**Problem statement**
Report how many lines in the items below contain the string "backpack". Give only the number.

**Dataset**
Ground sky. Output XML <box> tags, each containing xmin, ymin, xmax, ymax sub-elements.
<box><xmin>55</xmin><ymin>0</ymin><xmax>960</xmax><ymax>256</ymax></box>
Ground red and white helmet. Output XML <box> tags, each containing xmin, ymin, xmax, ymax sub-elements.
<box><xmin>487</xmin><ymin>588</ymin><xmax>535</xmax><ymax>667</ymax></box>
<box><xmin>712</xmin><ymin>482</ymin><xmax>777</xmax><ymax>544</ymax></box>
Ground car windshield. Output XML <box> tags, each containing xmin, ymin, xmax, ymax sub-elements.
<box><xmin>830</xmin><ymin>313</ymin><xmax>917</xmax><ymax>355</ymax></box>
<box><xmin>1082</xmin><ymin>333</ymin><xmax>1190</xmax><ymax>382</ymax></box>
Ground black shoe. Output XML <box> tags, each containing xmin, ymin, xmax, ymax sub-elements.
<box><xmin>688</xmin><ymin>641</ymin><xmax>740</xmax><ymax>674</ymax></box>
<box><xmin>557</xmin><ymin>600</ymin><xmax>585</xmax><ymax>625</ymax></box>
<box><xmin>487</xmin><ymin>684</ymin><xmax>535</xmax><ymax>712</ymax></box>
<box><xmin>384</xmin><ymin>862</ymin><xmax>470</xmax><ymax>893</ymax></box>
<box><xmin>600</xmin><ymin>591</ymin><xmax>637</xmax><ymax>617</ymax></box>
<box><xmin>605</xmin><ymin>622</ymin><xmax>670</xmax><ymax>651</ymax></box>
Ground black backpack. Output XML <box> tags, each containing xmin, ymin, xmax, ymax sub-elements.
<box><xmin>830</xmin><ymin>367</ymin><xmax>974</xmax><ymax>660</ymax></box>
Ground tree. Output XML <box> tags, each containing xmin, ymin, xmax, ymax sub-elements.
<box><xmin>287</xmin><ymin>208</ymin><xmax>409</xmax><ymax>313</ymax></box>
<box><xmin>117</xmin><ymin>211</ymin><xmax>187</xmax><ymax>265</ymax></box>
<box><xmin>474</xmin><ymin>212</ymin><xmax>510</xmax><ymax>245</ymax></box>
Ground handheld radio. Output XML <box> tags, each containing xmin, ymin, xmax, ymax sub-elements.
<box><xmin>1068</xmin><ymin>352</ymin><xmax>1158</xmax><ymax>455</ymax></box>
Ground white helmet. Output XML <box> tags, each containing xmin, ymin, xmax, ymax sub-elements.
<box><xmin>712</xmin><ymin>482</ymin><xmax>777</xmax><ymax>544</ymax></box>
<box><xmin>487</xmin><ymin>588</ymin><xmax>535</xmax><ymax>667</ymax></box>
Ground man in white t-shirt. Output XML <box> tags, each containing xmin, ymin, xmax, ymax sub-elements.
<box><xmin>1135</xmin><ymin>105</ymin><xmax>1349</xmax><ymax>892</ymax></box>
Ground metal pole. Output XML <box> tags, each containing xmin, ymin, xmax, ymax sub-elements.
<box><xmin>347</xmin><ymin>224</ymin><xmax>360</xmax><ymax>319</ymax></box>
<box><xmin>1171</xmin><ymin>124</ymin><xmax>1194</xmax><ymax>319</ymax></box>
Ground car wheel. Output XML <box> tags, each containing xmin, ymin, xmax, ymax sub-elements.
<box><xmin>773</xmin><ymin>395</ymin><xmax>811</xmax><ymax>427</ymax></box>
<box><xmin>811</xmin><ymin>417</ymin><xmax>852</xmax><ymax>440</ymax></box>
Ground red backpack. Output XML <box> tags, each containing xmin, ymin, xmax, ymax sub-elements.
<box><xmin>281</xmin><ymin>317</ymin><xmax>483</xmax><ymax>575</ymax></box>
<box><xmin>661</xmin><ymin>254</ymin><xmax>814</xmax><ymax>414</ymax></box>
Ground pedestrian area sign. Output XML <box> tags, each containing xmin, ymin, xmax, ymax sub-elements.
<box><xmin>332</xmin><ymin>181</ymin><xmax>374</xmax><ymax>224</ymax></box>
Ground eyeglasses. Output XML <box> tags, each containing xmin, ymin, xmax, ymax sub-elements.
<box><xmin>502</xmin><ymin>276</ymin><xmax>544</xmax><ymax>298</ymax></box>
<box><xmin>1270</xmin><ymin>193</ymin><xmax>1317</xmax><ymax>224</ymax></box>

**Worked solution**
2